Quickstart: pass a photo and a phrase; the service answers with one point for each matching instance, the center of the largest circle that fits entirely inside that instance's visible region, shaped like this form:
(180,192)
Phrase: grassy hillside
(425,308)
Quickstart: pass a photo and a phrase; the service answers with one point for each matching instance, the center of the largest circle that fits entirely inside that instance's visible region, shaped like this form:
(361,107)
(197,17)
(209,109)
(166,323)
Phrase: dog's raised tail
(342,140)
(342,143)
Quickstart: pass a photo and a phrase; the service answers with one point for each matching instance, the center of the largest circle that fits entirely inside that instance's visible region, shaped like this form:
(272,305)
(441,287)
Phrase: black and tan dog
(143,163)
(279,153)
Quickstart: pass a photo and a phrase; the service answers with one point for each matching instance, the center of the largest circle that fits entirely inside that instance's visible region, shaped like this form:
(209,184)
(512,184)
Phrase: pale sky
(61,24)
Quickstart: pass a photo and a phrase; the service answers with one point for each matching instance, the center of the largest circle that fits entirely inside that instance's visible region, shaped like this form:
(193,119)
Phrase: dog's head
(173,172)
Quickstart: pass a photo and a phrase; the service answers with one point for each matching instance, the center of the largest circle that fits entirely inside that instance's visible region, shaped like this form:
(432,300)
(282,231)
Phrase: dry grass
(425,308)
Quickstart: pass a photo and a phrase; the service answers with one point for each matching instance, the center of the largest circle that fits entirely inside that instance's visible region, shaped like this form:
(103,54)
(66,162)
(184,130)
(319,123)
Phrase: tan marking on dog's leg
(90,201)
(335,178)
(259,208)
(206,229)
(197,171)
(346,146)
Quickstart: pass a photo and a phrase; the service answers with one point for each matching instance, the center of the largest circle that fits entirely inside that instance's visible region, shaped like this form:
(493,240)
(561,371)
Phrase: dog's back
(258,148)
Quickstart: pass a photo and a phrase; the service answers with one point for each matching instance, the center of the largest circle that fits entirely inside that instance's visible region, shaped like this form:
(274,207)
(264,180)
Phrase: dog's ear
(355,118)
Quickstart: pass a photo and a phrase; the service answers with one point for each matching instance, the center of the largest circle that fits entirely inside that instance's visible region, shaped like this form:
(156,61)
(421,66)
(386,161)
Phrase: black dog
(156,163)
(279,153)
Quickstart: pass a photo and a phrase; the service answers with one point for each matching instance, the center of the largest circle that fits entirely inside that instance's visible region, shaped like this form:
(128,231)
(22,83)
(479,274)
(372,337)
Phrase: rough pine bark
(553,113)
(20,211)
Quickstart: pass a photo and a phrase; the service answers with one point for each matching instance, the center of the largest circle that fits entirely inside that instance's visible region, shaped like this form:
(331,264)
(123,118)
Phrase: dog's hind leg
- - -
Word for word, set down every line of the material above.

Quickstart: pass a photo and a phrase; the service answers with one point for each matching instance, the center of the largest circle that fits entirely inside that instance's visible region, shaped like this form:
(180,192)
Phrase: grassy hillside
(425,308)
Quickstart: pass a photo and a phrase; the service answers with one point for each matching instance, the center of the largest circle that fits entirely inside that instance's visible region, shaped like this form:
(361,107)
(197,17)
(209,109)
(166,323)
Phrase: dog's raised tail
(342,140)
(342,143)
Quickstart: pass a photo and a phrase; the service answers with one point for each matching instance, the center of the largest circle that fits entirely inside that instance's visible region, shaped like this form:
(272,305)
(441,287)
Phrase: black and tan dog
(143,163)
(279,153)
Quickstart: pass a photo and a phrase; the service answers with one point for each matching instance, the center of the largest circle that fits entirely inside that instance's visible region, shaped like this form:
(209,184)
(512,184)
Phrase: pale sky
(61,24)
Quickstart: pass a photo and a phrase; the service answers with one point for each matching instance, the center of the largest circle that fits entirely inside that instance's visible region, shaped like this form:
(193,119)
Phrase: dog's head
(173,172)
Quickstart: pass a photo and a phrase; the service answers with one point for each matching instance, the center of the largest circle that fits entirely inside that instance's visible region, shaped like this form:
(432,300)
(282,231)
Phrase: dry grass
(425,308)
Quickstart: pass a photo and a phrase; the service answers with one point for each matching instance, the center of the largest circle that fits entirely inside that instance's visible region, shaped like this form:
(103,54)
(66,162)
(184,130)
(319,123)
Phrase: tan marking on dog's leg
(90,201)
(335,178)
(259,208)
(206,229)
(197,171)
(346,146)
Quickstart: pass a photo and a phrase; the service answers with one point for each matching instance, the center of the largest circle that fits entirely inside that instance's visible region, shaped like this form:
(493,240)
(561,371)
Phrase: dog's back
(258,148)
Quickstart: pass a photo and a phrase; the service answers with one point for each matching instance, the center of the largest circle that fits entirely inside that instance's visible region, shaped like this form:
(274,207)
(264,180)
Phrase: dog's ear
(355,118)
Quickstart: pass a photo and a phrase; the service answers with one point for each matching instance, the center of the largest circle that fits entirely inside that instance's visible region, shaped like this form:
(156,61)
(421,66)
(386,161)
Phrase: black dog
(156,163)
(279,153)
Quickstart: pass a photo and a phrase; the service answers with one point for each matching instance, the center of the largest circle that fits entirely inside that instance's visible region, shaped like this form:
(128,231)
(22,83)
(479,274)
(372,337)
Phrase: rough pine bark
(553,113)
(20,211)
Quickstart: pass a photo and a phrase; the service answers with one point for each matching instance, the center of the largest circle that fits entirely inside that instance's visible region, shaped like this form:
(331,264)
(123,118)
Phrase: dog's hind leg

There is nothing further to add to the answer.